* **Yapılacak iş**:
Orhan Gazi dönemini anlatan makaleyi son cümlesinin ardından yazmayı sürdürün.

* **Makale**:
Günümüzde İstanbul ilinin Anadolu yakasını, Kocaeli, Adapazarı, Bolu illerinin tümü, Zonguldak'ın batı yarısı ile Bilecik ve Bursa illerinin kuzey kesimlerini kapsayan ‘’Bıthynıa’’ bölgesi.


OSMANLI BEYLİĞİ DONANMA SAHİBİ OLUYOR


Orhan Bey, Bizans’taki taht kavagalarını izlerken, Anadolu beyliklerinin durumu ile de ilgileniyordu. Bu sırada Karesi Bey’in ölümü, oğulları arasında beylik yarışını başlattı. Orhan Gazi bu fırsattan yararlanmasını iyi bildi ve başta Balıkesir ve Biga yarımadası olmak üzere tüm Karesi topraklarını ele geçirdi. Böylece Osmanlı, Marmara’nın güney kıyılarını tamamen ele geçirdiler ve ilk kez Ege’de kıyı edindiler. Karesi Beyliği’nin topraklarıyla beraber deniz gücünü de ele geçiren Osmanlılar bu tarihten itibaren ilk defa donanma sahibi oluyordu. Aynı zamanda donanmalarıyla birlikte adı sanı duyulmuş Hacı İlbey, Evrenos Bey, Gazi Fazıl ve Ece Halil gibi beyler Osmanlı Beyliği’ne katıldı.

OSMANLI VE BİZANS İLİŞKİSİ


1341’de III. Andronikos’un ölümü Bizans’ı karıştırdı. İoannes Kantakuzenos, tahtı edebilmek için Orhan Gazi’den yardım istedi. Orhan Gazi’nin yardımıyla, V. İoannes Palaiologos’la ortak hükümdar olarak tahta geçen Kantakuzenos, karşıtlarını ortadan kaldırmak ve Bizans’ı dış tehlikelerden korumak için bu yardımların sürmesini sağlamak amacıyla kızı Theodora’yı Orhan Gazi ile evlendirdi.


Bizans tahtı için mücadelenin yoğunlaştığı bir dönemde Orhan Gazi, yine Kantakuzenos’un yanında yer aldı ve Kantakuzenos’un tahta geçmesini sağladı. Bu yardımlar karşılığında Kantakuzenos, Gelibolu yarımadasında bulunan Çimpe Kalesi’ni Orhan Gazi’ye hediye olarak verdi. Bu, Bizans’ın yapacağı en büyük hatalardan biriydi çünkü artık resmen Osmanlılar Rumeli topraklarına ayak basmışlardı.

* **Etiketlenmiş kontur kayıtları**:
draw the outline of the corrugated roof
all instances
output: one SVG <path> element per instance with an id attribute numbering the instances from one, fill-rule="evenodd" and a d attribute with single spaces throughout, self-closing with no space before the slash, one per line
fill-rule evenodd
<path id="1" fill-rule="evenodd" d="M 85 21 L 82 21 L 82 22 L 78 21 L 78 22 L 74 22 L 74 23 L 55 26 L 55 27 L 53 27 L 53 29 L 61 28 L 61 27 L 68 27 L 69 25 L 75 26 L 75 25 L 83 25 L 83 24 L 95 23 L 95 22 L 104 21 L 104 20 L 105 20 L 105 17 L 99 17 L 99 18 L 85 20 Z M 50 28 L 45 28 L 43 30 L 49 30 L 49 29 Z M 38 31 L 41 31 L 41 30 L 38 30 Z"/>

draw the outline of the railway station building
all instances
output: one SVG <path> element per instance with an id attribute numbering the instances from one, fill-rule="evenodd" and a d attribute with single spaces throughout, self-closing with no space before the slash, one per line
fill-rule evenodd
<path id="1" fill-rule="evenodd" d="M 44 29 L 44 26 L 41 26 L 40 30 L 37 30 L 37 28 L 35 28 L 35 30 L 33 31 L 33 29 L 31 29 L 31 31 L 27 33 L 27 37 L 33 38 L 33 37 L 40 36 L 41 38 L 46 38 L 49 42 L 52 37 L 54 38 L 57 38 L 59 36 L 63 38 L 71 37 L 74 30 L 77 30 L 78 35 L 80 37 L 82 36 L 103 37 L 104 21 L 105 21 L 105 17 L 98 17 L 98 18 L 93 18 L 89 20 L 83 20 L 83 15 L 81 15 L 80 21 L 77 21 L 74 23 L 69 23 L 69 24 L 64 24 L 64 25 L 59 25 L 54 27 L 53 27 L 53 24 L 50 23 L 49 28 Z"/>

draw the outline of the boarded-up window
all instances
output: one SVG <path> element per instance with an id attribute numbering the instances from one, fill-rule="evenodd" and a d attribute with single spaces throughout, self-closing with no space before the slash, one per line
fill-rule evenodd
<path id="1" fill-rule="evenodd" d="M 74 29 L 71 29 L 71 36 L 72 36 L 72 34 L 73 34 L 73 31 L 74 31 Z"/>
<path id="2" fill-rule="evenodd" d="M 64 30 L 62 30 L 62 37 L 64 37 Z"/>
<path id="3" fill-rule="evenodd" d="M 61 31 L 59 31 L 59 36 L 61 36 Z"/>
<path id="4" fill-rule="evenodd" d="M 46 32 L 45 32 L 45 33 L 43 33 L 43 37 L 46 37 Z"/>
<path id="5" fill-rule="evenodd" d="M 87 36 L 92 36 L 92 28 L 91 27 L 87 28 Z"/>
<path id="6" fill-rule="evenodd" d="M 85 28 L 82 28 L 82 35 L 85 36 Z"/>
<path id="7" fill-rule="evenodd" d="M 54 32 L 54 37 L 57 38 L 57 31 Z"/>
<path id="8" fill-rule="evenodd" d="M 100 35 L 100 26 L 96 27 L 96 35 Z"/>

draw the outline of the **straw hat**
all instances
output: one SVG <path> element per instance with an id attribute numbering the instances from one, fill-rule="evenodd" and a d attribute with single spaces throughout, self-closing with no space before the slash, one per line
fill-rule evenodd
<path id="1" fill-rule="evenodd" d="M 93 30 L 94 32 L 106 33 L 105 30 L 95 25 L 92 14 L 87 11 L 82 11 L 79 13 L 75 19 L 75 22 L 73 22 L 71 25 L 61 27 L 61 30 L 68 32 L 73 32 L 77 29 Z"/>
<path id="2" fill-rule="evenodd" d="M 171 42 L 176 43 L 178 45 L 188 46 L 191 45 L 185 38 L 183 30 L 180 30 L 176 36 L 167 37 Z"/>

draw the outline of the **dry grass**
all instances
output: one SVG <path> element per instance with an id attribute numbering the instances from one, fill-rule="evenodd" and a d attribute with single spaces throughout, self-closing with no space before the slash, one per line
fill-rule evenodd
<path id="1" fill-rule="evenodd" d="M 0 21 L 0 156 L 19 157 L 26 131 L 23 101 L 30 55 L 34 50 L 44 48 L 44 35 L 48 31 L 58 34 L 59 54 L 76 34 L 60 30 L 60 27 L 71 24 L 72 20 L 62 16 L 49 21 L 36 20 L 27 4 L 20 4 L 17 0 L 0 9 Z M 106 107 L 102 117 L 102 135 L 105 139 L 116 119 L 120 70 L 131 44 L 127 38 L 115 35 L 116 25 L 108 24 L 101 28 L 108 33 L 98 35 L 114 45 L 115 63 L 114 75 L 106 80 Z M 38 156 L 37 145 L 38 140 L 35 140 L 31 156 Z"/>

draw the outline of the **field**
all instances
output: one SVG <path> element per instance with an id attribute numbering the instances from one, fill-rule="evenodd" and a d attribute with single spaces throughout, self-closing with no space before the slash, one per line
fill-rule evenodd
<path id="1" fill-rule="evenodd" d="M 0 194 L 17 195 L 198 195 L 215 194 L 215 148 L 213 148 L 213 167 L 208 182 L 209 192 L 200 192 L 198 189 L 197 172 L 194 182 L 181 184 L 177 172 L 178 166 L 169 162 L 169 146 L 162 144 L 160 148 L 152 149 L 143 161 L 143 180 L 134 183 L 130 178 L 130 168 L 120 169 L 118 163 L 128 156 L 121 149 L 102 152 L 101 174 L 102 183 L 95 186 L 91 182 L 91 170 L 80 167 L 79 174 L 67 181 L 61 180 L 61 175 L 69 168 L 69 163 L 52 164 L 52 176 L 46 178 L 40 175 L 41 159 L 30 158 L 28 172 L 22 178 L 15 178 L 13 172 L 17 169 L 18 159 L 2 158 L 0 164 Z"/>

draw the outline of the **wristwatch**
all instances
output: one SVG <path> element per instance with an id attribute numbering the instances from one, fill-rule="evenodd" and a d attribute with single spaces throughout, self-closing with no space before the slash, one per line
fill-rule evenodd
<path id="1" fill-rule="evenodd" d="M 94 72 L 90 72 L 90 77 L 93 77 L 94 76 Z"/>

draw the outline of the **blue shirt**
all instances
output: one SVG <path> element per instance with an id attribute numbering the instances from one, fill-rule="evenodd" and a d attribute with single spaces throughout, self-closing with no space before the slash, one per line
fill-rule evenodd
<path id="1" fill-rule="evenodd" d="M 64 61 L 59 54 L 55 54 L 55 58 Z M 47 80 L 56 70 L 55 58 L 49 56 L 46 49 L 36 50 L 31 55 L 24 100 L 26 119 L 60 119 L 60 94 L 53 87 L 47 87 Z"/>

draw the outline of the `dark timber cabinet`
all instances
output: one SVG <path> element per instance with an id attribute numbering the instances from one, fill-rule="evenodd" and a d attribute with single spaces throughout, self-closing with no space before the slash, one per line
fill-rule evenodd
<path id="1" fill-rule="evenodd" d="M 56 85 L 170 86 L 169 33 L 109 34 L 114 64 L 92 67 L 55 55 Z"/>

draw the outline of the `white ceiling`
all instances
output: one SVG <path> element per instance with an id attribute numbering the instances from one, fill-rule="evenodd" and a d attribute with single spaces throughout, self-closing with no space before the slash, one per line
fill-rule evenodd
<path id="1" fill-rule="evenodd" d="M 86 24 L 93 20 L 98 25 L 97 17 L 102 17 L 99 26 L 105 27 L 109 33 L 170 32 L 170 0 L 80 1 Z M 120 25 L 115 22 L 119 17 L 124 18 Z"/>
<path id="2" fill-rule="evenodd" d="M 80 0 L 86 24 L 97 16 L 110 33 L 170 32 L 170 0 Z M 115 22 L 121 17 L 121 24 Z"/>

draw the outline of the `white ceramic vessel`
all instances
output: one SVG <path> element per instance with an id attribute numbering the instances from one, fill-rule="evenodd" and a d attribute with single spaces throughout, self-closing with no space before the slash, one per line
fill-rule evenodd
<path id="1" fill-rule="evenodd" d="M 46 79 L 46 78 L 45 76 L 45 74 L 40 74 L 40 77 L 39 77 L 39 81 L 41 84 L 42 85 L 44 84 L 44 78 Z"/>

* **Görevin yanıtı**:
Orhan Bey tarafından Rumeli fethi için görevlendirilen Süleyman Paşa Çimpe’den hareket ederek kısa süre içerisinde Gelibolu yarımadasının tamamını, Bolayır’ı fethederek Tekirdağ’a kadar ilerledi. Yaptığı bu büyük hatanın farkına varan Kantakuzenos, Osmanlıların Gelibolu’dan geri çekilmesi ve Çimpe Kalesi’ni yüklü miktar karşılığında Bizans’a geri vermelerini önerdiyse de Orhan Gazi bu fikre yanaşmadı. Aksine Karesi Bölgesinde ki Türkmenleri fethedilen Rumeli de ki yeni topraklara yerleştirmeye başladı.


Bu sıralarda Orhan, İç Anadolu’daki gelişmelerle de ilgilenmekteydi. Ankara bölgesi Sivas sultanı Eretna soyundan Gıyâseddin Mehmed’e aitti. Onun zayıf kişiliği yüzünden Eretna Sultanlığı’nda iç karışıklıklar baş gösterdi, Mehmed 20 Receb 755’te (10 Ağustos 1354) tahtını bırakıp Karamanoğlu’na sığındı. Karamanoğlu onu destekleyerek Ankara’yı ele geçirmeye çalıştı. Osmanlılar bu kargaşadan yararlandı, İpek yolu üzerinde sof imalâtı ve ticaretiyle zengin bir şehir olan Ankara’yı işgal etmeye karar verdiler. Süleyman’ın, şehre hâkim olan ahîlerle anlaşma ve iş birliği yaptığına kuşku yoktur. Vali Amasya Emîri Hacı Kutluşah ile anlaşan Orhan, Süleyman Paşa kumandasında orduyu harekete geçirdi, Ankara ve Sivrihisar’ı ele geçirdi. Ankara ve Sivrihisar için bu karşılaşma, Osmanlılar ile Karamanoğulları arasında gelecekteki büyük mücadelenin başlangıcı sayılabilir.

Rumeli fatihi Süleyman Paşa’nın 1359’da avlanırken atından düşerek ölmesinden sonra Rumeli harekatını kardeşi şehzade Murat (3. Osmanlı Padişahı Murad-ı Hüdavendigar) sürdürdü.

ORHAN GAZİ DÖNEMİNDE YAPILANLAR


• İlk divan teşkilatı kuruldu.

• Yaya ve Müsellem adıyla ilk düzenli ordu kuruldu.

• İlk medrese İznik'te açıldı.

• İllere ilk defa kadılar ve subaşılar gönderildi.

• İlk donanmaya sahip olundu ve Karamürsel'de ilk tersane kuruldu.

• İlk defa vezirlik makamı kuruldu.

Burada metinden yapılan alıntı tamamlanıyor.